» Provided entries
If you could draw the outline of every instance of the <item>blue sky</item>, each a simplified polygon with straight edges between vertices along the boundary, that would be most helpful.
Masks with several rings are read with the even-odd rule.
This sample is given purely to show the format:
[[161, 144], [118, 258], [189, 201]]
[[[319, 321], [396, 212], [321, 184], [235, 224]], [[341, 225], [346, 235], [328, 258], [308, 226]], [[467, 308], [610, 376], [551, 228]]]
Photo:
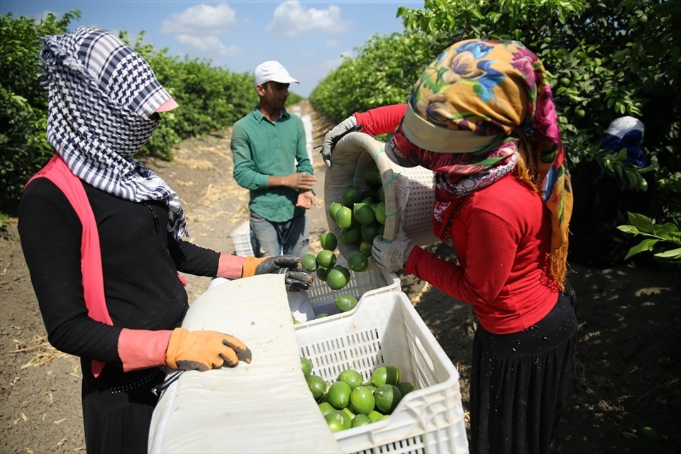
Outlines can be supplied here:
[[124, 30], [131, 39], [171, 55], [210, 59], [214, 66], [253, 73], [268, 60], [280, 62], [300, 81], [291, 90], [309, 95], [319, 82], [355, 54], [370, 36], [404, 30], [399, 6], [423, 9], [423, 1], [182, 1], [165, 0], [2, 0], [0, 13], [40, 19], [77, 9], [72, 28]]

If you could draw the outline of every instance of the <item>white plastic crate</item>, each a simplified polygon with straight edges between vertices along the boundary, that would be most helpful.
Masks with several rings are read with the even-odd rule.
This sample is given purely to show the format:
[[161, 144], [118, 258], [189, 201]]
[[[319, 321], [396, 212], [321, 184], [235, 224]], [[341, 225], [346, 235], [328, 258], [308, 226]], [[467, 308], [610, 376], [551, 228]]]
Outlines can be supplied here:
[[[336, 263], [345, 267], [348, 266], [345, 258], [340, 254], [338, 254]], [[328, 314], [331, 318], [338, 314], [335, 300], [340, 294], [346, 294], [354, 297], [359, 306], [367, 297], [402, 290], [399, 278], [396, 274], [384, 272], [375, 267], [362, 272], [350, 271], [348, 284], [338, 290], [331, 289], [325, 281], [318, 279], [316, 272], [312, 273], [312, 285], [307, 291], [307, 296], [314, 313], [316, 315]], [[323, 319], [311, 320], [307, 323], [319, 323]]]
[[336, 432], [344, 453], [468, 453], [458, 371], [404, 293], [371, 295], [353, 312], [321, 320], [296, 328], [313, 373], [333, 381], [353, 369], [367, 381], [393, 364], [416, 388], [389, 418]]
[[241, 257], [253, 255], [253, 247], [250, 245], [250, 223], [246, 221], [232, 232], [232, 242], [234, 243], [234, 255]]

» To do
Write out again every line from the one containing "of the <item>white" up to and including the last line above, requests included. Multiply each vertex coordinate in the answer outlines by 1.65 and round to whole numbers, with halves rounded up.

» Result
If you could draw the outline of every instance of the <item>white plastic crate</item>, each a simplified polygon with straight edges between vertices along the boundary, that would be most helpful.
Masks with several rings are read with the even-odd rule.
This sample is given purely to show the format:
[[161, 144], [118, 258], [189, 201]]
[[[319, 321], [396, 212], [321, 184], [235, 224]], [[341, 225], [346, 235], [328, 258], [308, 226]], [[467, 308], [610, 376], [551, 228]]]
Outlines can be supplied here:
[[[554, 434], [569, 441], [574, 439], [569, 426], [561, 419], [558, 419]], [[541, 518], [546, 525], [558, 518], [553, 495], [561, 485], [571, 485], [584, 490], [592, 505], [606, 490], [663, 479], [658, 459], [653, 452], [634, 449], [619, 441], [597, 449], [578, 447], [574, 469], [558, 479], [546, 477], [536, 464], [525, 460], [521, 449], [515, 450], [515, 470], [507, 480], [507, 488], [518, 516], [521, 520]], [[533, 526], [513, 528], [507, 533], [526, 533]]]
[[554, 713], [568, 747], [772, 747], [756, 612], [667, 483], [612, 487], [582, 515], [530, 528], [488, 541], [516, 615], [549, 629], [582, 609], [606, 629], [648, 601], [686, 640], [642, 690]]
[[398, 424], [417, 421], [417, 408], [413, 404], [413, 368], [406, 365], [383, 383], [383, 399], [386, 401], [386, 421]]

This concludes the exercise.